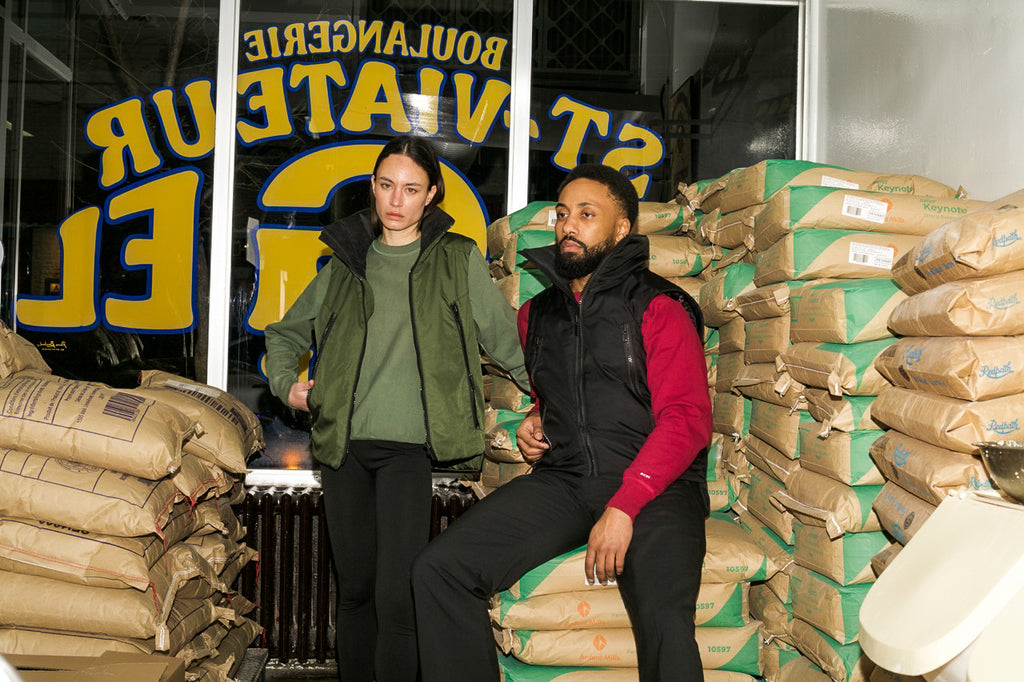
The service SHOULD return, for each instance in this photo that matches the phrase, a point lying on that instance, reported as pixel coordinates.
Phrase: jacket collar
(630, 255)
(350, 238)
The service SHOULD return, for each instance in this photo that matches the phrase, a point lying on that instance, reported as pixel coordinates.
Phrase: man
(619, 440)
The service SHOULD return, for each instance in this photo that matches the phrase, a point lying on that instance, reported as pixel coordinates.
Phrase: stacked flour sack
(551, 625)
(955, 374)
(813, 307)
(673, 255)
(116, 526)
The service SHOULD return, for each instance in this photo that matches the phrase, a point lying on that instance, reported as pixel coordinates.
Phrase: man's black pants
(539, 516)
(378, 517)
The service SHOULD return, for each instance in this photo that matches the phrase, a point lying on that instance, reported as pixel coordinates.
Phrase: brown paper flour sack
(809, 206)
(231, 433)
(91, 423)
(928, 471)
(755, 184)
(61, 492)
(950, 423)
(961, 367)
(17, 353)
(985, 243)
(990, 306)
(809, 254)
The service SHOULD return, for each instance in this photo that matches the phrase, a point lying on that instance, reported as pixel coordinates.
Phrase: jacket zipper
(323, 343)
(419, 360)
(465, 359)
(581, 405)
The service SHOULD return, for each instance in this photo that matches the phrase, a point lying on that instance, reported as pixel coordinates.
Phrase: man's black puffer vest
(588, 366)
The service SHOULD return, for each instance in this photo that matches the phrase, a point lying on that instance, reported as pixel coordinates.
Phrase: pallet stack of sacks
(551, 625)
(673, 255)
(955, 373)
(117, 531)
(810, 312)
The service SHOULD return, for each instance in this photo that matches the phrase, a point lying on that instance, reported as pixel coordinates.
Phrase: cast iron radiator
(293, 583)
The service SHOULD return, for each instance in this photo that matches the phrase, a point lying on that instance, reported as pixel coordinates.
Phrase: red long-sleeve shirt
(677, 379)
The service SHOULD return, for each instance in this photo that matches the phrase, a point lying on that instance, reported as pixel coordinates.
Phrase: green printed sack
(536, 216)
(755, 184)
(718, 296)
(818, 500)
(983, 244)
(672, 256)
(778, 426)
(769, 609)
(723, 493)
(901, 513)
(843, 663)
(761, 381)
(735, 649)
(844, 456)
(848, 311)
(950, 423)
(730, 230)
(847, 560)
(521, 286)
(960, 367)
(841, 413)
(719, 604)
(808, 206)
(808, 254)
(928, 471)
(763, 488)
(990, 306)
(730, 415)
(843, 369)
(768, 459)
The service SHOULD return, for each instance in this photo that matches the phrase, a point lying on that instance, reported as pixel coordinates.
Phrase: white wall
(933, 87)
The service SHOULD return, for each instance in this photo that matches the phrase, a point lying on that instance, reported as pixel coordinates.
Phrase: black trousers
(534, 518)
(378, 516)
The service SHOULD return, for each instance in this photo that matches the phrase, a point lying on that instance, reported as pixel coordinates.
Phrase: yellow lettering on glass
(286, 263)
(648, 154)
(317, 78)
(75, 306)
(267, 96)
(169, 203)
(474, 124)
(199, 95)
(581, 118)
(375, 92)
(123, 137)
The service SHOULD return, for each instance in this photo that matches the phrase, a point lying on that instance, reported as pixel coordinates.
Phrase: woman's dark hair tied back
(422, 154)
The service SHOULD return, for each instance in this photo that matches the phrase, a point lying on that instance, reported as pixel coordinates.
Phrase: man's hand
(606, 548)
(529, 437)
(298, 393)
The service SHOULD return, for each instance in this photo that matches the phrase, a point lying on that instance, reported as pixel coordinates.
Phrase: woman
(396, 317)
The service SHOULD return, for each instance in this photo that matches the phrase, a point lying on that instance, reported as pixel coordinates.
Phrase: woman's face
(401, 193)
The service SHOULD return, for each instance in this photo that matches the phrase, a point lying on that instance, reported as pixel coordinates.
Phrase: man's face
(588, 224)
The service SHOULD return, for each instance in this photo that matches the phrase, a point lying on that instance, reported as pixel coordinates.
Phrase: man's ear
(623, 227)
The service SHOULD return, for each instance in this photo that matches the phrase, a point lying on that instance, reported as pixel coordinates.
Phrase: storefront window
(668, 91)
(108, 146)
(321, 90)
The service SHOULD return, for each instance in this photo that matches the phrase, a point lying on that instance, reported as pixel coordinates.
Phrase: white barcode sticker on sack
(871, 255)
(865, 209)
(829, 181)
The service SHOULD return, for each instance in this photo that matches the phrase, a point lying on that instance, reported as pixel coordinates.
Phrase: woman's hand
(529, 437)
(298, 394)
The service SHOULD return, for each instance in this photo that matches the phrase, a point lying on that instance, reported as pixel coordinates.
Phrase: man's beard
(577, 265)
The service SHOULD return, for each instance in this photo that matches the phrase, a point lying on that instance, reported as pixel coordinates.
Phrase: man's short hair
(622, 190)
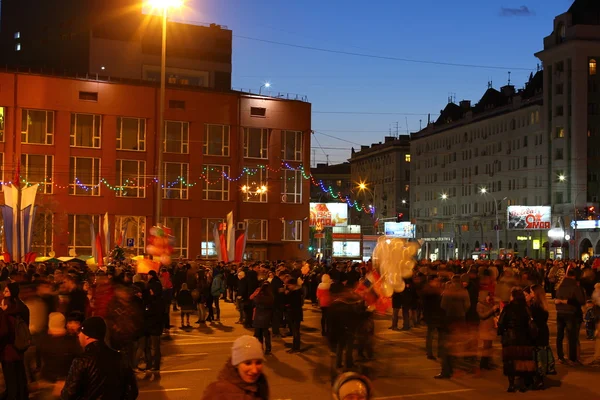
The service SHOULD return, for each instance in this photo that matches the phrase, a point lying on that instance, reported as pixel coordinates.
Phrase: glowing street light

To be done »
Repeat the records above verbatim, with no pictures in the result.

Result of this task »
The service SHOULD return, for each instance in this photo that matches the phrase, a point lying on that instance, reported as pixel coordinates.
Phrase: jacket collar
(630, 255)
(350, 238)
The service SHOULD return, for each instance in this photo that matches the phrase, a point lying on that instance, reported as pixel coordinates.
Phrase: man
(619, 440)
The service SHOULD return, for each instance in this photo that matches the phrase, a point lying on that instance, reported as pixel coordinates.
Phrase: stacked flour sack
(551, 625)
(955, 374)
(813, 307)
(673, 255)
(116, 526)
The service SHOULD return, for each instance in this photo that matches the phrase, a point lying on that instance, reported as pixel coordinates.
Phrase: man's black pants
(539, 516)
(378, 517)
The service SHOULD return, for each instance in this photo that matches the phrase, a point lying on that instance, reported as pixel coordinates.
Phrase: brown paper flour sack
(809, 206)
(231, 433)
(91, 423)
(928, 471)
(755, 184)
(61, 492)
(950, 423)
(961, 367)
(17, 353)
(985, 243)
(990, 306)
(809, 254)
The service SHOULD return, for each instance in this photo that matches the phrase, a point lying on that instance, reported as pixel coordinates.
Phrase: jacket zipper
(323, 343)
(419, 360)
(465, 359)
(581, 405)
The service SHOULD return, for each instance in this photo that matches the phrase, a point lying on that instance, reported as pixel coordinates.
Phrase: man's black puffer vest
(588, 366)
The service SHOULD return, for each instance in this photo that matches the phrase, a point lying on that instance, reported as pixel coordinates.
Phrase: pallet stack of sacks
(551, 625)
(673, 255)
(955, 373)
(117, 531)
(810, 312)
The service SHOULD return, for each instance in this photo that matches the phrase, a point lying on that instance, reported as pixel coordinates.
Phrase: cast iron radiator
(293, 583)
The service SHOULD return, for each instance in this photo that matches the phrase, a point lying on that instance, reported as pixel coordinates.
Phrase: red long-sleeve shirt
(677, 379)
The service SHOULD return, for each instance in this photo that matches the phrase, a point lying on that instance, reported as pixel coordinates.
Phrase: green printed sack
(536, 216)
(755, 184)
(718, 296)
(818, 500)
(983, 244)
(672, 256)
(778, 426)
(769, 609)
(723, 493)
(901, 513)
(843, 663)
(761, 381)
(735, 649)
(844, 456)
(848, 311)
(950, 423)
(730, 230)
(847, 560)
(521, 286)
(960, 367)
(841, 413)
(719, 604)
(808, 206)
(808, 254)
(928, 471)
(763, 488)
(990, 306)
(730, 415)
(843, 369)
(768, 459)
The service SHOULD return, for each instance in this photo that matches the phrase, a point lying on that instance, reported as pixel coordinates.
Phrase: white wall
(933, 87)
The service SHOULD return, for each instance in this photo that matches the phrase, a point lying on that instance, reported as pixel coordinates.
Phrase: black trousers
(534, 518)
(378, 516)
The service SHOULD return, for each instance in this photo that matches the phrase, a point lying on that instance, reported as pixel coordinates.
Phrase: yellow lettering on glass
(286, 263)
(648, 154)
(317, 78)
(75, 306)
(267, 96)
(169, 203)
(474, 124)
(199, 95)
(581, 118)
(375, 92)
(123, 137)
The service SHOULD return, for each instance in this photo that matches the phrase, a point lying on that instance, reported as pixel coordinates.
Phrase: woman's dark hair tied back
(422, 154)
The service SHOULD return, for each instance in this photo that matches the phrase, a point lying on that instance, reported as pixel coordinates.
Phrase: man's hand
(606, 548)
(529, 437)
(298, 393)
The service SHOULD return, for each instance in this photo that matches the phrase, a point lying on that instance, reported as pixel coordinates.
Phrase: woman
(396, 317)
The service SHOULD return, for each instance in this photo that matches the phrase, a point lying on that instance, reported as pixel coordinates.
Phrase: woman's face
(401, 193)
The service SHOULD return, for each instance in this photo that matches the phrase, a point lying on that instance, reported as pixel coordinates.
Phrase: man's face
(588, 224)
The service SHOULD return, for each instance in this photo that matches the phrase, a point lying on that instance, reported as pixel coordinates.
Phrase: man's ear
(623, 227)
The service SHOULD return, for each instance in this photo that matches the phrase, a point lying on that instance, reported as pixel coordinates.
Phrase: storefront window
(668, 91)
(108, 146)
(321, 90)
The service SHOULD return, for each instance in this photo that matches the phrase, a point lying on that instance, reported as pixel coordinates.
Phrase: white barcode sticker on sack
(871, 255)
(865, 209)
(829, 181)
The service SHOULD return, for each instance in this photo that matches the phrase, a point lying on that instance, reported as pixel coordinates.
Phrase: woman's hand
(529, 437)
(298, 394)
The service SHOULD return, for each instance in this photo that matches the phrase, a point lying on that instance, reported as pixel coordinates.
Phrase: man's beard
(577, 265)
The service SHOULD return, for each instance in this photo that matches the phrase, a point lying on that instance, reported as pixel coordinates.
Phrase: man's short hair
(622, 190)
The service SHOULD return, for each instance in this photo that matches the phrase, a point lying on that instance, reported as pixel coordinates.
Phrase: glowing street light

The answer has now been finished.